[TASK DETAILS]
Restate the listing below exactly, images excluded.

[INPUT MATERIAL]
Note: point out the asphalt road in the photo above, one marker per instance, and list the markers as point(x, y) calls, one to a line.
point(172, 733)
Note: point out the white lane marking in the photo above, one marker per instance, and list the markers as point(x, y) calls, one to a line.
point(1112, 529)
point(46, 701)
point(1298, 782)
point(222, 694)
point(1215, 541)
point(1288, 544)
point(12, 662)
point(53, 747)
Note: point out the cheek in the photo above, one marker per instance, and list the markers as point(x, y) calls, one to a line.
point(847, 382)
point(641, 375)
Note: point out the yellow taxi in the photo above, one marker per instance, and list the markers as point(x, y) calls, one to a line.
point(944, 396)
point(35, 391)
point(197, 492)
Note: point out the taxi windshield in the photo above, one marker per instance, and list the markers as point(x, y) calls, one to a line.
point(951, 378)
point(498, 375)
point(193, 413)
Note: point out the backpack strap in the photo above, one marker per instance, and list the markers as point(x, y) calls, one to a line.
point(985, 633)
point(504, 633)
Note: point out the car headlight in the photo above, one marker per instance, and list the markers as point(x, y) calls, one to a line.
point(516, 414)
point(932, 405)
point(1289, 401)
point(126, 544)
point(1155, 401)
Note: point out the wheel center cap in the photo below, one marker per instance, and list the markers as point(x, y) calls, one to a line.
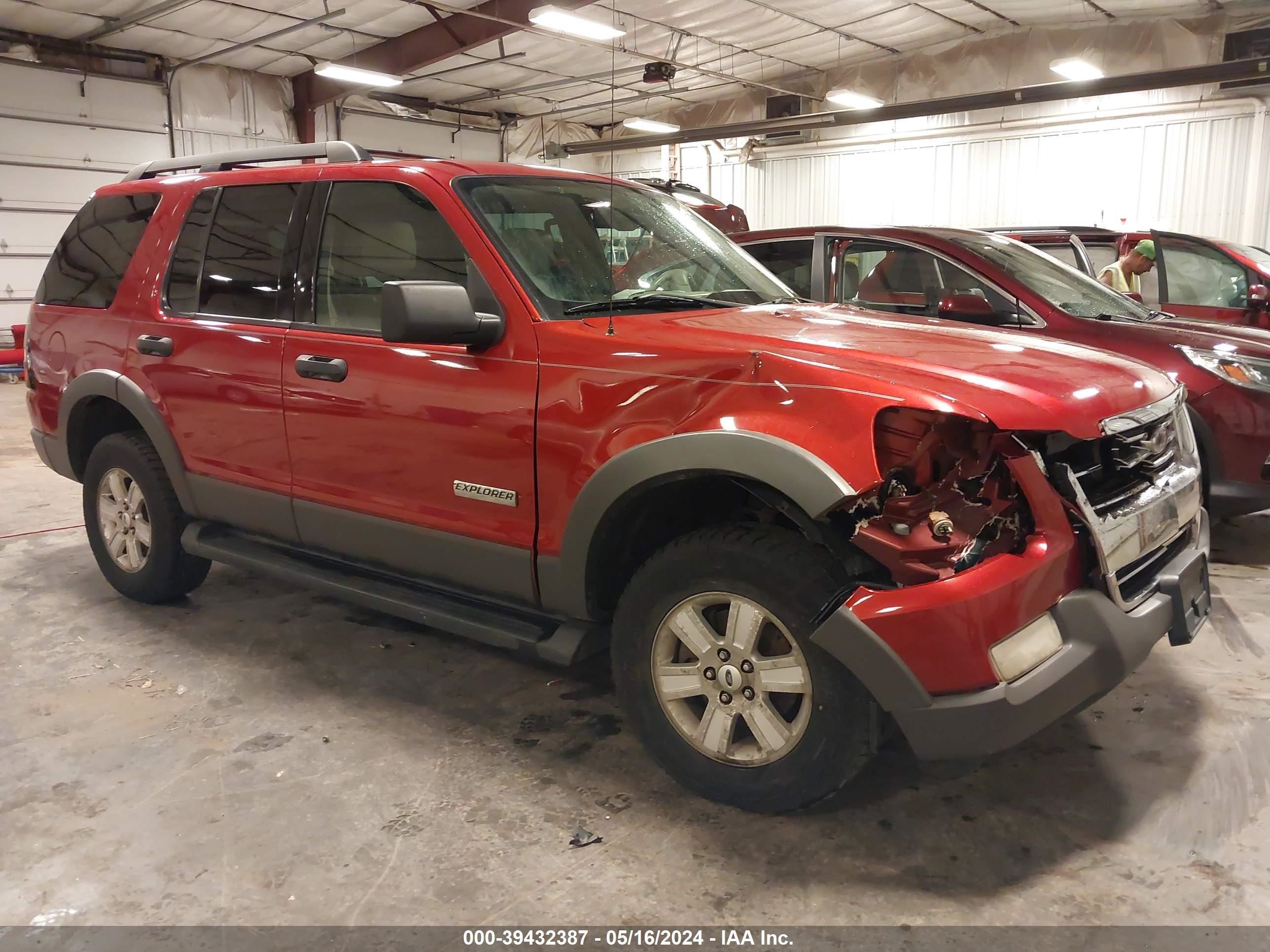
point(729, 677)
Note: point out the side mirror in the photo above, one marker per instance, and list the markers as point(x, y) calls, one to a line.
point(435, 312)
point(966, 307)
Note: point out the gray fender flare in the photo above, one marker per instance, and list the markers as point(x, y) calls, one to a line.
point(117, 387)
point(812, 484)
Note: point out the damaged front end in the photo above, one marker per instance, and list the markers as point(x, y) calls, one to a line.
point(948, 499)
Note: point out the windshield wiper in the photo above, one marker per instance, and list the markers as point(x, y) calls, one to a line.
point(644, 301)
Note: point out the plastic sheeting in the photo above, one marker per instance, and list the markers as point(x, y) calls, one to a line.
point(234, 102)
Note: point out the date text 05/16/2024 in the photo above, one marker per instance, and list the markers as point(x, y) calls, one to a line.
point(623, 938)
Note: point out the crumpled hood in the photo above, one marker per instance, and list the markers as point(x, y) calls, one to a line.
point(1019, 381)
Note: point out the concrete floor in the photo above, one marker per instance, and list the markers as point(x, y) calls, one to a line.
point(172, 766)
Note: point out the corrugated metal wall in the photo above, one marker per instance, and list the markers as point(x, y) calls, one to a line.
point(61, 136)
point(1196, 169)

[ANSWER BELOW]
Note: point out the asphalt road in the photo above, one marker per instance, and list the markers as point(x, y) calls, one to a line.
point(172, 733)
Note: point out the white lane marking in the photo above, one marker per instance, and list the markers as point(x, y) calls, one to a line.
point(1112, 529)
point(46, 701)
point(1298, 782)
point(222, 694)
point(1215, 541)
point(1288, 544)
point(12, 662)
point(53, 747)
Note: point out the cheek in the photo above, one marker per instance, and list the markers as point(x, y) calls, one to a line.
point(847, 382)
point(641, 375)
Note: point out the yellow taxi in the photo above, one marker per instance, and list the markers as point(x, y) calls, one to a line.
point(944, 396)
point(35, 391)
point(197, 492)
Note: point out the taxi windshield in the photo above, one marker per instance, and list the markers as point(x, y) calls, one to a line.
point(951, 378)
point(498, 375)
point(193, 413)
Note: point out the backpack strap in the photo above, one marker per instance, and list the markers as point(x, y) calls, one to a line.
point(985, 633)
point(504, 633)
Note: point out the car headlight in the photo above, one marker per instance, and list the markers as point(x, y) calls, one to a line.
point(516, 414)
point(932, 405)
point(1289, 401)
point(126, 544)
point(1155, 401)
Note: point out the wheel center cap in the photo below, one marker per instance, and list the markers as point(x, y) calls, one to a line.
point(729, 677)
Note: point out the side mirror in the photo above, one marker per instance, and list the markers as point(x, y) calls, one to a line.
point(435, 312)
point(966, 307)
Note: point out the gray fender flare in the photo above, one marker per instance, and list the markers as point(x, y) calls, one to a line.
point(117, 387)
point(812, 484)
Note: point out the damaged front end in the photo above, one marker per instance, and list the markers as point(x, y) calls, one to a line.
point(948, 499)
Note: point out the windshield wiper in the photo above, one marker per instance, and list the markers as point(x, y) calls, one to a line.
point(644, 301)
Note: point out the plastic sheeting in the photo above, one marker per instance, and list the markers as point(x, y) calls, one to a line.
point(234, 102)
Note: point out the date text 05/16/2024 in the photo above, one marker per instance, and list the markers as point(x, y) calls, one to a line.
point(623, 938)
Note: point out the crumpled hood in the photo above, one marker per instance, and list the markers as point(x, y) calls, one to a line.
point(1019, 381)
Note: point out the concrete floor in the photo above, one marker per instance, and list the markers as point(x, y) calls, one to a line.
point(172, 766)
Note: point out the corrugated metal wall in the photo above, one marker per instance, and list the markers as point(x, y) calls, one to a line.
point(61, 136)
point(1196, 169)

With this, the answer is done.